**Job**: Find "Indicate one point per instance of the utility" in the data below; transcribe the line it appears on and each line after it, exactly, to the end, and nothing else.
[START OF Material]
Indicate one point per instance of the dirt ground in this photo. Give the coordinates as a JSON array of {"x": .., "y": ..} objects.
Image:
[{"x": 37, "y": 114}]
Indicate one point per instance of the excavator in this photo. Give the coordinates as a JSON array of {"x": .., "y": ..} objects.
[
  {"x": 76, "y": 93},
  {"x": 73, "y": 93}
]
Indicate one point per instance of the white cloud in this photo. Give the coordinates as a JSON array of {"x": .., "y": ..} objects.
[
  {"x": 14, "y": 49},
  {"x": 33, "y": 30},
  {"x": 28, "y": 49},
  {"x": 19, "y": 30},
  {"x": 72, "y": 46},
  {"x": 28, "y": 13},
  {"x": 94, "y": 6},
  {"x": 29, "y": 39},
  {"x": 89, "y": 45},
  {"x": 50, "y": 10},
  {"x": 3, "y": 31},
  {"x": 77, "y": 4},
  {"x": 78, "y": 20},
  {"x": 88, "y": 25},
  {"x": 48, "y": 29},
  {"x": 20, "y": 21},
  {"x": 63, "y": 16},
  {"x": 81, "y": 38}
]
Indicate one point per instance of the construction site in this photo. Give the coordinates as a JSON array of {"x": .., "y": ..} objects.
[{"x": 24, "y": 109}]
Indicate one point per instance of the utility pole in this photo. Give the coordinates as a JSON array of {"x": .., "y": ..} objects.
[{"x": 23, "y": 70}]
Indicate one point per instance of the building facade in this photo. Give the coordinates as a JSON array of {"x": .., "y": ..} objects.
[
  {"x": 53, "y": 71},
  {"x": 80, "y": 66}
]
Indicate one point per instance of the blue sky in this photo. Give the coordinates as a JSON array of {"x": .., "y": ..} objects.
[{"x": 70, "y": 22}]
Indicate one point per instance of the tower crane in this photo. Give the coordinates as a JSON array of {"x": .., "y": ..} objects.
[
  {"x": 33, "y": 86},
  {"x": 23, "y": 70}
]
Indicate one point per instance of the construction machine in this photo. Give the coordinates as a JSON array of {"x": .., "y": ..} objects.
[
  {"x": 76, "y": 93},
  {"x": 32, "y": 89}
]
[END OF Material]
**Solution to this exercise**:
Indicate one point per instance of the utility pole in this photo. Give the coordinates as a JSON array of {"x": .., "y": ..} objects.
[{"x": 23, "y": 70}]
Indicate one point per instance of the building facade in this photo. Give the coordinates as a JSON array of {"x": .., "y": ..} objects.
[
  {"x": 53, "y": 71},
  {"x": 80, "y": 66}
]
Indicate one point per instance of the blue sky in this photo. Give the coordinates as a JSON array of {"x": .., "y": ..} objects.
[{"x": 70, "y": 22}]
Indicate one point per instance of the tower crane in this photo. Give the coordinates as a JSON array of {"x": .., "y": ..} objects.
[
  {"x": 33, "y": 86},
  {"x": 23, "y": 70}
]
Indicate one point per instance of the construction machine in this photo. Give the coordinates as a JSON array of {"x": .., "y": ..} objects.
[
  {"x": 76, "y": 93},
  {"x": 32, "y": 89}
]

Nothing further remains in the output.